§ **Input for this task**:

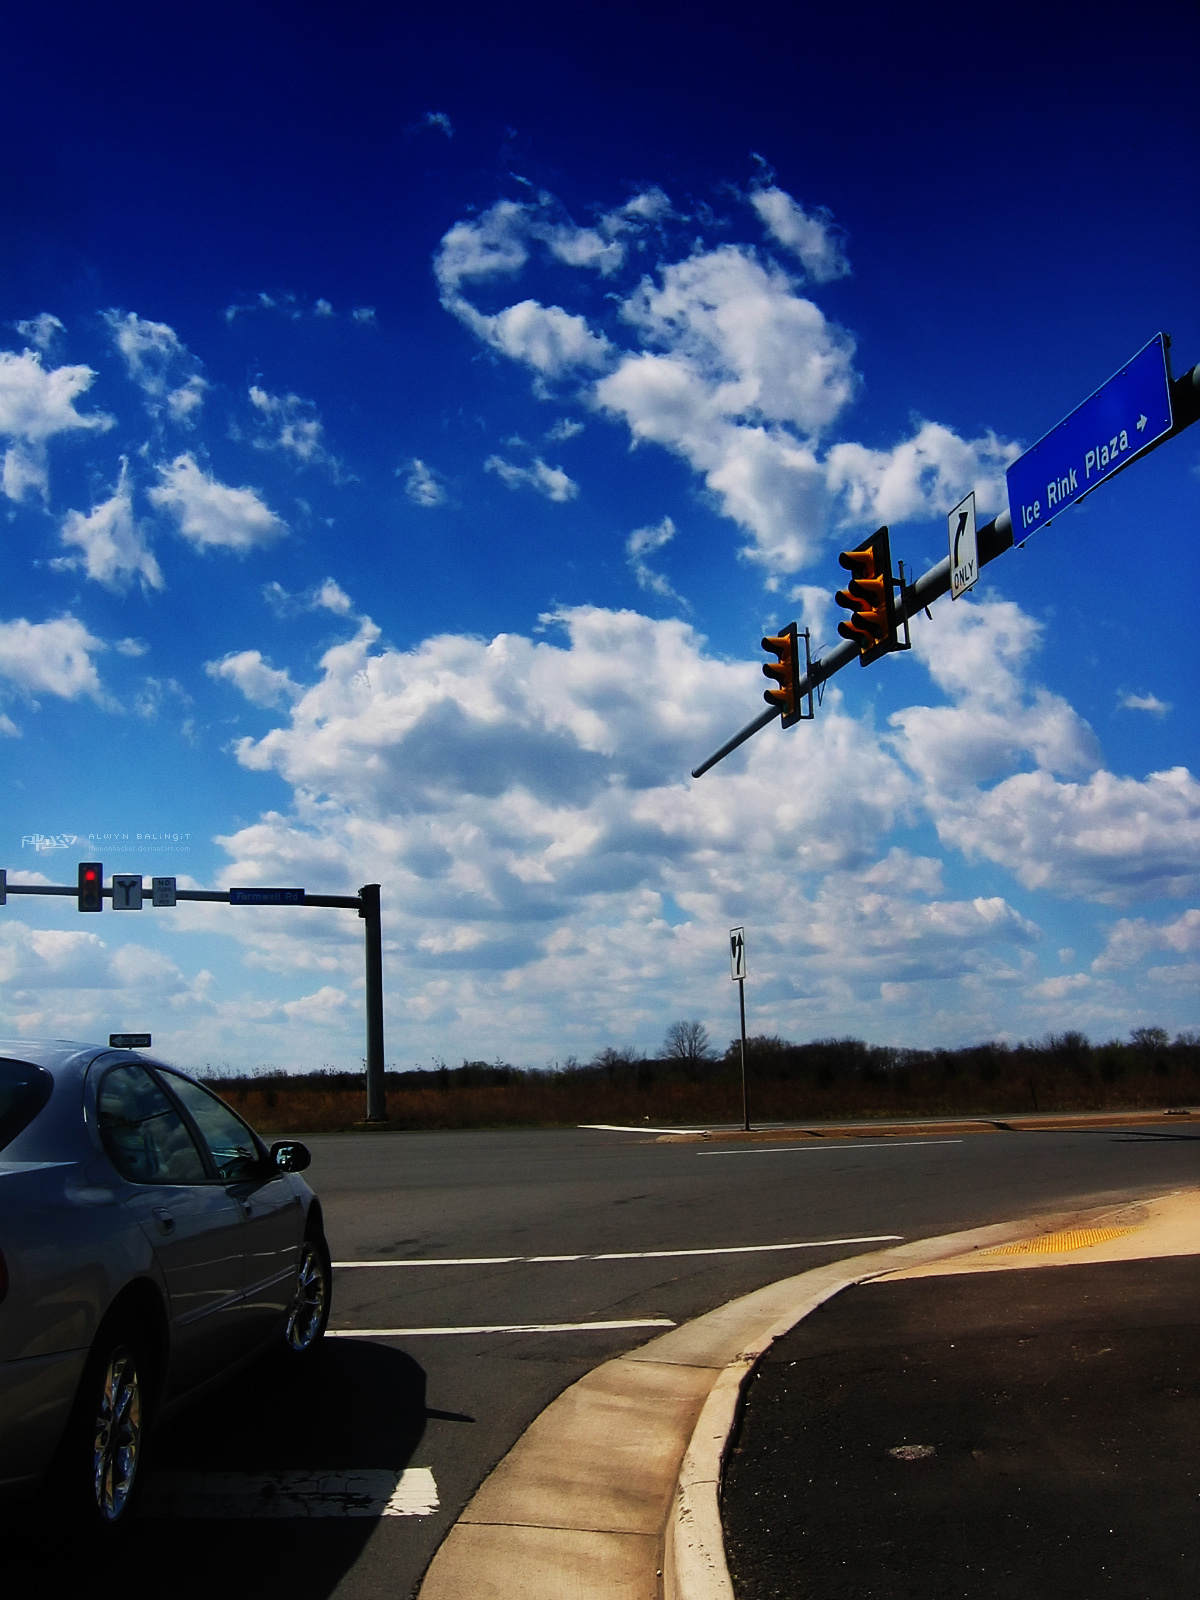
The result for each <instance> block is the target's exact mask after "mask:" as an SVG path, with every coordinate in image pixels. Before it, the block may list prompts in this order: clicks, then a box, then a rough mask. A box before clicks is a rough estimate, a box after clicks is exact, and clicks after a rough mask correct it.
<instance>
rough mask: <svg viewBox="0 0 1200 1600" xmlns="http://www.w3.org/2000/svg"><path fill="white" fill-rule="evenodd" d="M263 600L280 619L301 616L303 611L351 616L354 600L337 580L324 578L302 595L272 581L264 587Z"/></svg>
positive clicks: (270, 609)
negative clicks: (350, 614) (300, 594)
mask: <svg viewBox="0 0 1200 1600" xmlns="http://www.w3.org/2000/svg"><path fill="white" fill-rule="evenodd" d="M262 598H264V600H266V602H267V605H269V606H270V610H272V611H274V613H275V616H278V618H286V616H299V614H301V613H302V611H333V614H334V616H350V613H352V611H354V600H350V597H349V595H347V594H346V590H344V589H342V586H341V584H339V582H338V579H336V578H323V579H322V581H320V582H318V584H315V586H314V587H312V589H309V590H307V592H306V594H302V595H294V594H290V592H288V590H286V589H285V587H283V584H280V582H277V581H272V582H269V584H264V586H262Z"/></svg>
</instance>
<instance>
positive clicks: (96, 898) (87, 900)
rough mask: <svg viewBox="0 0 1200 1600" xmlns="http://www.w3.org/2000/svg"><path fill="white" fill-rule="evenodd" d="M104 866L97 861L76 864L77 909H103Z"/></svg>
mask: <svg viewBox="0 0 1200 1600" xmlns="http://www.w3.org/2000/svg"><path fill="white" fill-rule="evenodd" d="M102 893H104V867H102V866H101V862H99V861H80V864H78V909H80V910H104V899H102Z"/></svg>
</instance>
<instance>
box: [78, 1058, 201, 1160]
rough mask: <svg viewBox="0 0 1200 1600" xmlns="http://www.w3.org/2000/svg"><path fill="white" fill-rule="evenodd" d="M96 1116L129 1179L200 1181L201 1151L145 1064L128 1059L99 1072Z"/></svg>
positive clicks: (107, 1147) (102, 1132) (107, 1146)
mask: <svg viewBox="0 0 1200 1600" xmlns="http://www.w3.org/2000/svg"><path fill="white" fill-rule="evenodd" d="M96 1120H98V1123H99V1131H101V1139H102V1141H104V1149H106V1150H107V1152H109V1160H110V1162H112V1165H114V1166H115V1168H117V1171H118V1173H120V1174H122V1178H128V1181H130V1182H133V1184H202V1182H205V1181H206V1179H208V1173H206V1171H205V1163H203V1160H202V1158H200V1152H198V1150H197V1147H195V1144H194V1142H192V1136H190V1133H189V1131H187V1125H186V1123H184V1120H182V1117H181V1115H179V1112H178V1110H176V1109H174V1106H173V1104H171V1102H170V1101H168V1098H166V1096H165V1094H163V1091H162V1090H160V1088H158V1085H157V1083H155V1082H154V1078H152V1077H150V1074H149V1072H147V1070H146V1067H139V1066H138V1064H136V1062H130V1064H128V1066H123V1067H114V1069H112V1070H110V1072H106V1074H104V1080H102V1083H101V1086H99V1094H98V1096H96Z"/></svg>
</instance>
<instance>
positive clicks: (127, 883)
mask: <svg viewBox="0 0 1200 1600" xmlns="http://www.w3.org/2000/svg"><path fill="white" fill-rule="evenodd" d="M112 909H114V910H141V909H142V877H141V872H114V874H112Z"/></svg>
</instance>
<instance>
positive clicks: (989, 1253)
mask: <svg viewBox="0 0 1200 1600" xmlns="http://www.w3.org/2000/svg"><path fill="white" fill-rule="evenodd" d="M1136 1232H1138V1230H1136V1229H1133V1227H1069V1229H1066V1230H1064V1232H1061V1234H1042V1237H1040V1238H1022V1240H1021V1242H1019V1243H1018V1245H997V1246H995V1250H981V1251H979V1254H981V1256H1059V1254H1062V1253H1064V1251H1067V1250H1086V1248H1088V1245H1102V1243H1104V1242H1106V1240H1107V1238H1120V1237H1122V1234H1136Z"/></svg>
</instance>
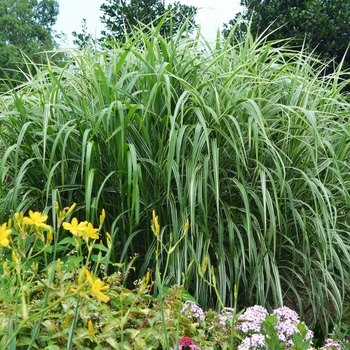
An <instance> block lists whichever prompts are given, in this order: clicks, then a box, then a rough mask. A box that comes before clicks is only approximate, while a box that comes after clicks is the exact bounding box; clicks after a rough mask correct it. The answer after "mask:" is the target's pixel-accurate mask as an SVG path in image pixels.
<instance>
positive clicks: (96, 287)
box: [85, 270, 110, 302]
mask: <svg viewBox="0 0 350 350" xmlns="http://www.w3.org/2000/svg"><path fill="white" fill-rule="evenodd" d="M85 274H86V278H87V280H88V282H89V284H90V286H91V292H92V293H93V294H95V295H96V297H97V298H98V299H99V300H101V301H106V302H107V301H109V300H110V298H109V297H108V296H107V295H104V294H103V293H102V291H103V290H107V289H108V288H109V287H108V286H107V285H105V283H104V282H103V281H101V280H100V279H99V278H97V279H95V280H94V279H93V277H92V274H91V272H90V271H88V270H86V271H85Z"/></svg>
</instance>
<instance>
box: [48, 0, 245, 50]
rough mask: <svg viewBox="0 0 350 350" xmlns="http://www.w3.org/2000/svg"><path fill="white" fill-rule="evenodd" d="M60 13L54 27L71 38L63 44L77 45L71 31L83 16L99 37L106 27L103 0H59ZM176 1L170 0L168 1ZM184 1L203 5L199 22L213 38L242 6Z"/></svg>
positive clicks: (183, 3)
mask: <svg viewBox="0 0 350 350" xmlns="http://www.w3.org/2000/svg"><path fill="white" fill-rule="evenodd" d="M58 2H59V5H60V7H59V9H60V13H59V15H58V17H57V22H56V25H55V26H54V29H55V30H56V31H58V32H64V33H65V34H66V35H67V42H66V43H61V46H63V47H73V37H72V35H71V33H72V32H73V31H76V32H78V33H80V32H81V23H82V19H83V18H86V20H87V26H88V32H89V33H90V34H92V35H93V36H96V37H98V36H99V33H100V32H101V30H102V29H103V28H104V26H103V24H101V23H100V16H101V15H102V12H100V6H101V4H103V2H104V1H103V0H58ZM170 2H173V1H169V0H166V1H165V3H166V4H168V3H170ZM180 2H181V3H182V4H185V5H193V6H196V7H198V8H199V10H198V13H197V16H196V22H197V23H198V24H199V25H200V26H201V32H202V33H203V35H204V36H205V38H206V39H207V40H209V41H211V40H214V38H215V34H216V31H217V29H218V28H220V29H221V28H222V24H223V23H227V22H228V21H229V20H230V19H232V18H234V16H235V14H236V13H238V12H239V11H240V10H241V7H240V5H239V3H240V0H214V1H213V0H180Z"/></svg>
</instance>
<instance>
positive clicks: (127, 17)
mask: <svg viewBox="0 0 350 350" xmlns="http://www.w3.org/2000/svg"><path fill="white" fill-rule="evenodd" d="M101 10H102V11H103V16H102V17H101V22H102V23H104V24H105V25H106V30H105V31H102V33H101V34H102V36H103V37H104V38H105V39H111V38H114V39H115V40H117V41H120V42H122V41H123V40H124V39H125V36H126V34H128V35H130V34H132V32H133V30H134V27H135V26H136V27H140V26H142V24H150V23H152V24H153V25H154V26H157V25H158V24H159V22H160V21H161V19H162V16H163V15H164V14H165V13H166V12H167V11H169V12H170V14H171V16H169V18H171V21H172V24H171V25H170V23H169V21H167V22H166V23H164V24H163V26H162V29H161V34H162V35H172V34H175V33H176V32H177V31H178V29H179V28H180V27H181V26H182V25H183V24H184V23H185V22H186V21H187V20H188V21H189V30H193V29H194V28H195V26H196V24H195V21H194V17H195V15H196V14H197V8H196V7H195V6H188V5H182V4H180V2H175V3H174V4H172V5H171V4H169V5H168V6H165V3H164V2H163V1H161V0H129V1H128V0H107V1H106V2H105V3H104V4H102V5H101Z"/></svg>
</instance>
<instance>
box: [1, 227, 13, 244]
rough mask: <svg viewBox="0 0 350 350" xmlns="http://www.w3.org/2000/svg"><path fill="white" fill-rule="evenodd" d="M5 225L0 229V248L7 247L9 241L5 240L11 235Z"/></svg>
mask: <svg viewBox="0 0 350 350" xmlns="http://www.w3.org/2000/svg"><path fill="white" fill-rule="evenodd" d="M6 225H7V224H6V223H5V224H2V225H1V227H0V246H3V247H8V246H9V244H10V240H9V239H8V238H7V237H8V236H9V235H10V234H11V230H9V229H6Z"/></svg>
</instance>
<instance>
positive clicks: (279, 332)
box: [237, 305, 313, 350]
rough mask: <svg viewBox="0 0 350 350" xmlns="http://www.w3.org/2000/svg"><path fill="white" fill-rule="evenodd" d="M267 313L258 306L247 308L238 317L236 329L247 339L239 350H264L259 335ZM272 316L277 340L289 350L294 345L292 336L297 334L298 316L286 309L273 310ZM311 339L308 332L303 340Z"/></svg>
mask: <svg viewBox="0 0 350 350" xmlns="http://www.w3.org/2000/svg"><path fill="white" fill-rule="evenodd" d="M268 315H269V313H268V312H267V310H266V309H265V308H263V307H262V306H259V305H255V306H253V307H249V308H247V310H246V311H245V312H244V313H243V314H242V315H240V316H239V317H238V320H237V328H238V329H240V330H241V331H242V332H243V333H246V335H247V337H246V338H245V339H244V340H243V342H242V343H241V344H240V346H239V347H238V349H239V350H245V349H266V348H267V345H266V344H265V341H264V335H263V334H261V332H262V329H261V324H262V322H263V321H264V320H265V318H266V316H268ZM272 315H277V323H276V325H275V329H276V330H277V334H278V338H279V339H280V340H281V341H282V342H283V343H284V344H285V345H286V349H291V348H292V347H293V345H294V343H293V340H292V336H293V334H294V333H296V332H297V333H299V330H298V324H299V323H300V319H299V316H298V314H297V313H296V312H295V311H293V310H291V309H289V308H288V307H286V306H284V307H280V308H278V309H275V310H274V311H273V313H272ZM312 338H313V332H312V331H310V330H308V332H307V334H306V337H305V340H309V339H312Z"/></svg>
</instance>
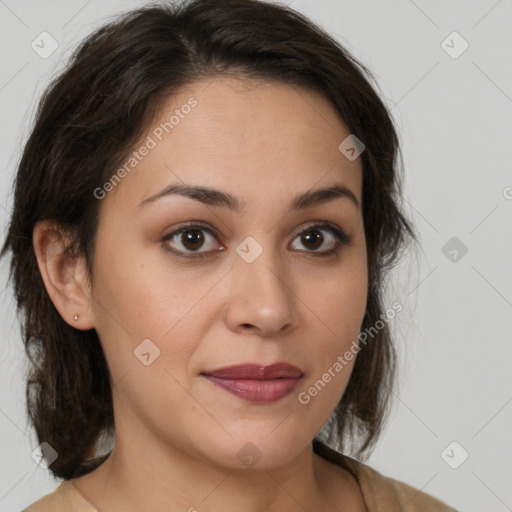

§ **Work instruction**:
Reproduce the records word for word, please, from their first line up to and including the line that contains "600L280 619L301 616L303", but no pictures.

§ **Exercise output**:
The result for each <instance> block is the target's exact mask after "mask:" as an SVG path, with every coordinate in image pixels. Before it, the block may list prompts in this order: clicks, then a box, then a rough mask. A box before clicks is a rough estimate, a box after clicks is exact, and clicks after a rough mask correct it.
<instance>
rough mask: <svg viewBox="0 0 1200 1600" xmlns="http://www.w3.org/2000/svg"><path fill="white" fill-rule="evenodd" d="M263 600L280 619L301 616L303 611L351 616L354 600L337 580L324 578L302 595L272 581L264 587Z"/></svg>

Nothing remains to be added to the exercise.